Things to do:
1. Which people does the passage about Sarah Shaweesh and her cafe name?
2. Could you carry the passage about Sarah Shaweesh and her cafe forward from its last sentence?

Passage provided:
When Sarah Shaweesh was a child growing up in Jordan, family gatherings over a meal were a daily occurrence.
“I come from a big Palestinian family and most of us lived in one apartment block. Every day, family members that didn’t live in the building would visit. Around 40 people came in and out over the day and there was always a meal to be had,” she tells Broadsheet.
Her aunty Hajjar was in charge of the cooking. “She’s like a machine. She always makes food in big batches and she’s very creative; she never makes the same thing in one week. She and one of my other aunties, they live together, two sisters. Aunty Wijdan helps in the kitchen and Aunty Hajjar is like the head chef.”
Shaweesh brings this Palestinian tradition of feasting to her vegan Newtown cafe, Khamsa, which opened in 2019. And whether you come in a group, a pair, or alone, the spread is incredible.

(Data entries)
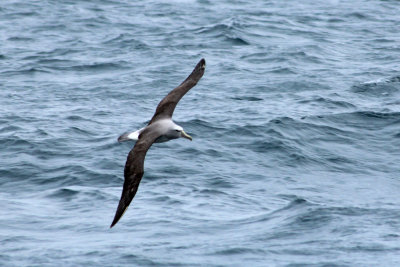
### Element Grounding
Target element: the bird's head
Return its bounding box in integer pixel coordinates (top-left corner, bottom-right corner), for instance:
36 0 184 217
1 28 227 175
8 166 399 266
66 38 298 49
171 125 192 141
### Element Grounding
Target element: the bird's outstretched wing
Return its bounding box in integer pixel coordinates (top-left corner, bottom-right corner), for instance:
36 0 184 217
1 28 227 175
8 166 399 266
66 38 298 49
110 129 159 228
149 58 206 125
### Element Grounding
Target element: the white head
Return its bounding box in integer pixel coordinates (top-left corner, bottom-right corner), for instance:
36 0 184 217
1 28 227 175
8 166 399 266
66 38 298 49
166 123 192 141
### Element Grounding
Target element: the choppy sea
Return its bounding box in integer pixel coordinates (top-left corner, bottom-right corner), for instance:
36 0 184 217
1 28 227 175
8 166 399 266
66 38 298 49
0 0 400 266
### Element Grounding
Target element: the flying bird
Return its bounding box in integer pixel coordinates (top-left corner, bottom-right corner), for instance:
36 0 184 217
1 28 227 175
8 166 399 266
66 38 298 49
110 59 206 228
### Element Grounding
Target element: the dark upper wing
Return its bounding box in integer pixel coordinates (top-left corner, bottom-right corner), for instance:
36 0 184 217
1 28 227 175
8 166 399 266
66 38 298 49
149 59 206 124
110 131 159 228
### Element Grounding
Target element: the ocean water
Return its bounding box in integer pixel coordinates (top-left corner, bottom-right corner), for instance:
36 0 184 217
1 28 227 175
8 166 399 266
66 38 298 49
0 0 400 266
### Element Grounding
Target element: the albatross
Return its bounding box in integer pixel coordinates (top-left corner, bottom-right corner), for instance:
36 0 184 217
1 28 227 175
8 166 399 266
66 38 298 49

Answers to this exercise:
1. Sarah Shaweesh, Aunty Hajjar, Aunty Wijdan

2.
The all-day menu includes plates of crunchy, compact falafels packed with green herbs; tangy fried potatoes piled with minced garlic; pots of hummus and baba ganoush; slow-cooked eggplant on maftoul (pearl couscous); and a three-mushroom “shawarma” with sumac onions and tahini. There’s a cabinet with vegan knafeh (a sweet, shredded-filo pastry usually made with cheese) and fluffy cardamom-and-cinnamon pastries. Classic brunch dishes, such as smashed avo, get a Middle Eastern spin with za’atar and pomegranate. Shaweesh says the cuisine lends itself well to veganism.
“Our food has a lot of vegetable-based dishes. The meat is often something they add at the end, rather than include at the start of cooking,” she says. “I don’t think there’s been a single dish I haven’t been able to veganise.”
On Friday and Saturday nights, when Khamsa is open for dinner, the menu expands with more substantial mains. There are warming dishes such as bamiya, an okra stew based on Shaweesh’s grandmother’s recipe; shush barak, Palestinian dumplings in a warm yoghurt sauce; and eggplant bolognaise with garlic-tahini cream. The dishes are flavourful, packed with traditional sauces and spice mixes, and many are ideal for sharing.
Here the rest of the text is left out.